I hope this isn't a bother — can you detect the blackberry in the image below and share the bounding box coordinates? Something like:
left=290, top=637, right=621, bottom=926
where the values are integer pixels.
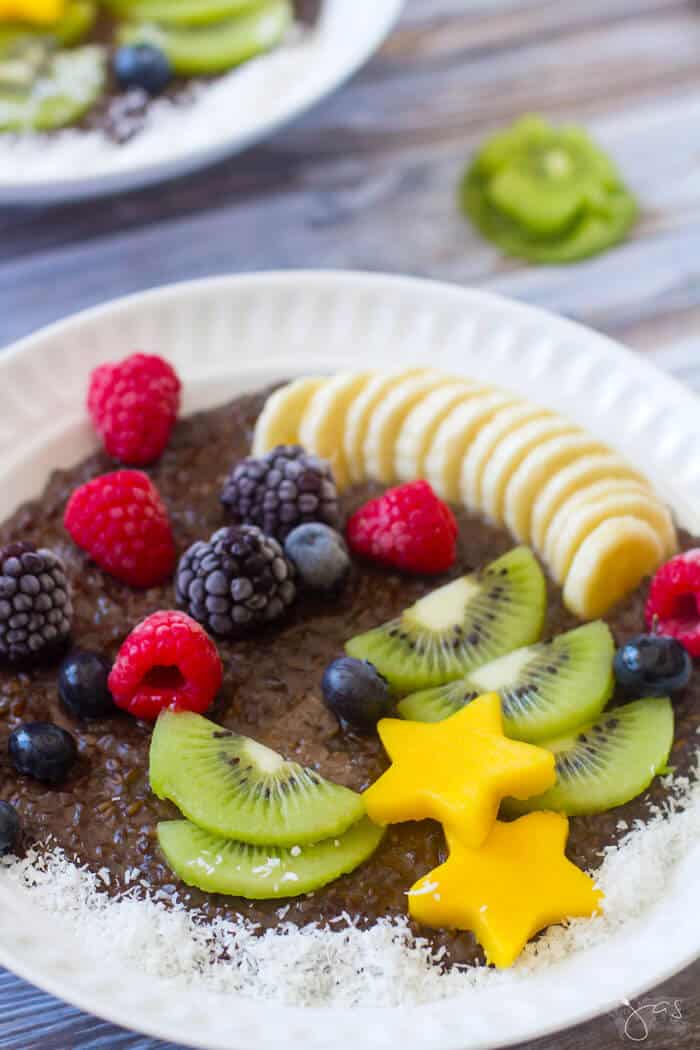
left=221, top=445, right=340, bottom=541
left=175, top=525, right=297, bottom=637
left=0, top=543, right=72, bottom=663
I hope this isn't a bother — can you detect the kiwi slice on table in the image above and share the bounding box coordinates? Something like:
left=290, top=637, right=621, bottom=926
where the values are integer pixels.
left=345, top=547, right=546, bottom=695
left=149, top=711, right=365, bottom=846
left=398, top=621, right=615, bottom=743
left=505, top=697, right=674, bottom=817
left=0, top=0, right=98, bottom=60
left=460, top=117, right=637, bottom=263
left=157, top=817, right=384, bottom=901
left=0, top=45, right=107, bottom=131
left=104, top=0, right=264, bottom=25
left=118, top=0, right=294, bottom=77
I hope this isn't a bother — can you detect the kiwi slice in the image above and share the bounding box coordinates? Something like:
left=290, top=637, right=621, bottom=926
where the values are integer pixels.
left=157, top=817, right=384, bottom=901
left=0, top=45, right=107, bottom=131
left=398, top=621, right=615, bottom=743
left=460, top=117, right=637, bottom=263
left=104, top=0, right=264, bottom=25
left=506, top=697, right=674, bottom=817
left=149, top=711, right=365, bottom=846
left=0, top=0, right=97, bottom=59
left=345, top=547, right=546, bottom=695
left=118, top=0, right=294, bottom=77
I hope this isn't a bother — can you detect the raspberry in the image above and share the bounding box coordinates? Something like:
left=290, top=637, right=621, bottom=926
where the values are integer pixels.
left=87, top=354, right=181, bottom=466
left=221, top=445, right=340, bottom=541
left=0, top=543, right=72, bottom=663
left=63, top=470, right=175, bottom=587
left=108, top=611, right=224, bottom=721
left=176, top=525, right=296, bottom=637
left=347, top=481, right=458, bottom=573
left=644, top=548, right=700, bottom=656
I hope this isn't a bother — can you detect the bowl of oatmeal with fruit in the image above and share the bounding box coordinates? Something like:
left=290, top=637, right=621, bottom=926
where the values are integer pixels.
left=0, top=0, right=402, bottom=204
left=0, top=274, right=700, bottom=1047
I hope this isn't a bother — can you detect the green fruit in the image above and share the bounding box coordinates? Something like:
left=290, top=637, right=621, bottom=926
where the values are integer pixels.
left=157, top=817, right=384, bottom=901
left=105, top=0, right=264, bottom=25
left=398, top=621, right=615, bottom=743
left=0, top=0, right=97, bottom=58
left=506, top=697, right=674, bottom=817
left=0, top=45, right=106, bottom=131
left=149, top=711, right=364, bottom=846
left=118, top=0, right=293, bottom=77
left=460, top=117, right=637, bottom=263
left=345, top=547, right=546, bottom=695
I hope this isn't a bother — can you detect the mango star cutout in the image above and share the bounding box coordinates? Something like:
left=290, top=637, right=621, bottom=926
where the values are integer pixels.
left=363, top=693, right=555, bottom=847
left=408, top=813, right=602, bottom=968
left=0, top=0, right=66, bottom=25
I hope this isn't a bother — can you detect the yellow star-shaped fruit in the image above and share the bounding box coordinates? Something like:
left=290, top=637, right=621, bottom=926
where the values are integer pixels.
left=408, top=813, right=602, bottom=968
left=0, top=0, right=66, bottom=25
left=364, top=693, right=555, bottom=847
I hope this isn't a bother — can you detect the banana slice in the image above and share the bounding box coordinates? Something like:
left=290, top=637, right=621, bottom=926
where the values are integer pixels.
left=343, top=369, right=431, bottom=482
left=503, top=432, right=607, bottom=543
left=545, top=482, right=676, bottom=583
left=299, top=372, right=376, bottom=489
left=530, top=452, right=651, bottom=551
left=364, top=372, right=453, bottom=484
left=481, top=416, right=577, bottom=522
left=253, top=376, right=327, bottom=456
left=425, top=392, right=513, bottom=502
left=394, top=380, right=490, bottom=481
left=564, top=516, right=663, bottom=620
left=459, top=398, right=554, bottom=510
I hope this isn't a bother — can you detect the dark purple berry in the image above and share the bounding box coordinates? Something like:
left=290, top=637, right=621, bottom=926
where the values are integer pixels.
left=7, top=722, right=78, bottom=784
left=221, top=445, right=340, bottom=541
left=284, top=522, right=351, bottom=591
left=0, top=543, right=72, bottom=664
left=112, top=44, right=172, bottom=96
left=614, top=634, right=693, bottom=696
left=175, top=525, right=297, bottom=637
left=321, top=656, right=394, bottom=732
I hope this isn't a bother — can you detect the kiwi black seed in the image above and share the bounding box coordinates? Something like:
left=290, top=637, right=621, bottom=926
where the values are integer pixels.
left=345, top=547, right=546, bottom=695
left=149, top=711, right=364, bottom=846
left=399, top=621, right=615, bottom=743
left=505, top=696, right=674, bottom=816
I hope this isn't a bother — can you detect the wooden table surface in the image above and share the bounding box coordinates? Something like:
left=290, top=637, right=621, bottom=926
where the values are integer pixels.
left=0, top=0, right=700, bottom=1050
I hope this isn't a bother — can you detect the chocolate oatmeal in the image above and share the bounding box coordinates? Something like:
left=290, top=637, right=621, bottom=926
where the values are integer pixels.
left=0, top=395, right=700, bottom=963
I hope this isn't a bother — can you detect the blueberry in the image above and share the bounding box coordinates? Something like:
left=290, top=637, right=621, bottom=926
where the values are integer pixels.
left=112, top=44, right=172, bottom=96
left=7, top=722, right=78, bottom=784
left=614, top=634, right=693, bottom=696
left=59, top=649, right=116, bottom=718
left=0, top=802, right=20, bottom=854
left=284, top=522, right=351, bottom=591
left=321, top=656, right=394, bottom=730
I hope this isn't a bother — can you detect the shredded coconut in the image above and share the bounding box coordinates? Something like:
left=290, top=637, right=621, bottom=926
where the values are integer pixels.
left=0, top=777, right=700, bottom=1006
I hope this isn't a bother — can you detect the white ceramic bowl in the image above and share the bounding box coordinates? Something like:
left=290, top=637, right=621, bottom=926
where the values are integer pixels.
left=0, top=0, right=404, bottom=205
left=0, top=273, right=700, bottom=1050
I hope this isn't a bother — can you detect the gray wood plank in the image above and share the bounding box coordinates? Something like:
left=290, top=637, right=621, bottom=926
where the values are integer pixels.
left=0, top=0, right=700, bottom=1050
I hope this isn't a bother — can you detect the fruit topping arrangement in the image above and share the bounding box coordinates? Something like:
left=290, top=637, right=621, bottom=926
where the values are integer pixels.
left=461, top=117, right=637, bottom=263
left=0, top=0, right=294, bottom=133
left=0, top=356, right=700, bottom=966
left=254, top=369, right=678, bottom=620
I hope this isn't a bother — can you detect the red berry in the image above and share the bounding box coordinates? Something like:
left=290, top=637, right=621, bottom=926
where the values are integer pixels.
left=108, top=612, right=224, bottom=721
left=87, top=354, right=181, bottom=466
left=644, top=548, right=700, bottom=656
left=63, top=470, right=175, bottom=587
left=347, top=481, right=458, bottom=573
* * *
The problem >> Repeat the material above in full and exactly, omitting the pictures.

The solution >>
I hope this isn't a bother — can you detect the blackberry in the image below and share the bounding box coordinates? Something like:
left=290, top=637, right=621, bottom=926
where the values are integer pixels.
left=221, top=445, right=340, bottom=541
left=175, top=525, right=297, bottom=637
left=0, top=543, right=72, bottom=663
I hope this isn't a bother — can you detect the kiwi slice on table in the image above and share the bounding box coordinates? Something like:
left=290, top=637, right=621, bottom=926
where the values are integer pixels.
left=345, top=547, right=546, bottom=695
left=149, top=711, right=365, bottom=846
left=398, top=621, right=615, bottom=743
left=505, top=697, right=674, bottom=817
left=0, top=0, right=98, bottom=60
left=460, top=117, right=637, bottom=263
left=157, top=817, right=384, bottom=901
left=0, top=45, right=107, bottom=131
left=104, top=0, right=264, bottom=25
left=118, top=0, right=294, bottom=77
I hope this isn't a bother — can you detect the kiwi slice in the image above and share the bounding box coordinates? Something like:
left=290, top=637, right=621, bottom=926
where the values are integer pixels.
left=157, top=817, right=384, bottom=901
left=0, top=45, right=107, bottom=131
left=398, top=621, right=615, bottom=743
left=460, top=117, right=637, bottom=263
left=104, top=0, right=264, bottom=25
left=506, top=697, right=674, bottom=817
left=149, top=711, right=365, bottom=846
left=0, top=0, right=97, bottom=59
left=345, top=547, right=546, bottom=695
left=118, top=0, right=294, bottom=77
I hope this isn't a bother — can you detect the raspberry in the image above and share the bounding box coordinates? Something like:
left=290, top=637, right=621, bottom=926
where the values are integer pixels.
left=87, top=354, right=181, bottom=466
left=221, top=445, right=340, bottom=541
left=0, top=543, right=72, bottom=663
left=63, top=470, right=175, bottom=587
left=108, top=611, right=224, bottom=721
left=176, top=525, right=296, bottom=637
left=347, top=481, right=458, bottom=573
left=644, top=548, right=700, bottom=656
I hope this isn't a bother — can you detect the bowl of oatmeal with fruit in the image above and share the bounding box coordinates? Something like:
left=290, top=637, right=621, bottom=926
where the values are integer pixels.
left=0, top=0, right=402, bottom=204
left=0, top=274, right=700, bottom=1047
I hope this isn't a bother — can you detect the green fruit in the image above and share the bounding box coordinates? Something like:
left=290, top=637, right=621, bottom=926
where the values are integer pixels.
left=157, top=817, right=384, bottom=901
left=105, top=0, right=264, bottom=25
left=398, top=621, right=615, bottom=743
left=0, top=0, right=97, bottom=58
left=506, top=697, right=674, bottom=817
left=0, top=45, right=106, bottom=131
left=149, top=711, right=364, bottom=846
left=118, top=0, right=293, bottom=77
left=460, top=117, right=637, bottom=263
left=345, top=547, right=546, bottom=695
I hope this isn't a bother — can you detect the mango star cutout in the image above and share the bounding box coordinates? Something like:
left=290, top=637, right=621, bottom=926
where the values are integer pixels.
left=363, top=693, right=555, bottom=847
left=408, top=813, right=602, bottom=968
left=0, top=0, right=66, bottom=25
I hope this isn't a bother — can you detect the yellow star-shaped fruit in the image above and share the bounding box coordinates? Something like:
left=290, top=637, right=621, bottom=926
where the values are integer pixels.
left=408, top=813, right=602, bottom=968
left=0, top=0, right=66, bottom=25
left=364, top=693, right=555, bottom=847
I hope this isn't a bother — can you detect the banana slice in the image above and share the bounding box coordinates? Something like:
left=290, top=637, right=621, bottom=926
where the values are integer pixels.
left=343, top=369, right=431, bottom=482
left=503, top=432, right=607, bottom=543
left=545, top=482, right=676, bottom=583
left=299, top=372, right=376, bottom=489
left=530, top=452, right=651, bottom=551
left=364, top=372, right=453, bottom=484
left=481, top=416, right=577, bottom=522
left=253, top=376, right=327, bottom=456
left=425, top=392, right=513, bottom=502
left=394, top=380, right=490, bottom=481
left=564, top=516, right=663, bottom=620
left=459, top=398, right=554, bottom=510
I hope this isn't a bother — can you detect the dark purple berry in the image above and share the bounding box coordinates? Something like:
left=290, top=637, right=621, bottom=926
where the values are integer pixels.
left=7, top=722, right=78, bottom=784
left=221, top=445, right=340, bottom=541
left=284, top=522, right=351, bottom=591
left=0, top=543, right=72, bottom=664
left=112, top=44, right=172, bottom=96
left=614, top=634, right=693, bottom=696
left=175, top=525, right=297, bottom=637
left=321, top=656, right=394, bottom=732
I hope this isn't a bother — can you detect the kiwi black seed in the image above and share the bounding box coordinates? Something like:
left=290, top=637, right=621, bottom=926
where the values are integer pixels.
left=345, top=547, right=546, bottom=695
left=149, top=711, right=364, bottom=846
left=399, top=621, right=615, bottom=743
left=505, top=696, right=674, bottom=816
I hope this isn't a bother — can you detect the wooden table surface in the image above and share the bounding box coordinates? Something like:
left=290, top=637, right=621, bottom=926
where the values are integer pixels.
left=0, top=0, right=700, bottom=1050
I hope this isn't a bother — can you detect the chocolate oatmeal in the image above and share the bounding box coordinates? Something like:
left=290, top=637, right=621, bottom=926
where the values are integer pixels.
left=0, top=395, right=700, bottom=963
I hope this isn't a bother — can you detect the blueberry in the image above and share the bounding box coordinates? Something like:
left=290, top=637, right=621, bottom=926
where the values are integer pixels.
left=112, top=44, right=172, bottom=96
left=7, top=722, right=78, bottom=784
left=614, top=634, right=693, bottom=696
left=59, top=649, right=116, bottom=718
left=0, top=802, right=20, bottom=854
left=284, top=522, right=351, bottom=591
left=321, top=656, right=394, bottom=730
I hope this isn't a bother — can you detect the shredded coconut in the image above and share the bounding box coordinates? Something like:
left=290, top=637, right=621, bottom=926
where the values are integer pixels.
left=0, top=777, right=700, bottom=1006
I hope this isn't a bother — can you detect the white ceramic bowl in the image above and share the bounding box coordinates? Something like:
left=290, top=637, right=621, bottom=926
where the values are integer pixels.
left=0, top=0, right=404, bottom=205
left=0, top=273, right=700, bottom=1050
I hope this isn't a bother — can you detect the gray wood plank in the image above and share the bounding box coordinates? Something like:
left=290, top=637, right=621, bottom=926
where the values are integer pixels.
left=0, top=0, right=700, bottom=1050
I hope this isn't a bother — can you detect the fruit topping arrangement in the image above and share the bounding box coordinates? Something like:
left=290, top=637, right=621, bottom=926
where the values are integer pixels.
left=461, top=117, right=637, bottom=263
left=0, top=0, right=294, bottom=133
left=0, top=356, right=700, bottom=966
left=254, top=369, right=678, bottom=620
I hope this isn't a bother — can you detect the red berry in the image above and share the bounding box coordinates? Something like:
left=290, top=637, right=621, bottom=926
where the values are integer pixels.
left=108, top=612, right=224, bottom=721
left=87, top=354, right=181, bottom=466
left=644, top=548, right=700, bottom=656
left=63, top=470, right=175, bottom=587
left=347, top=481, right=458, bottom=573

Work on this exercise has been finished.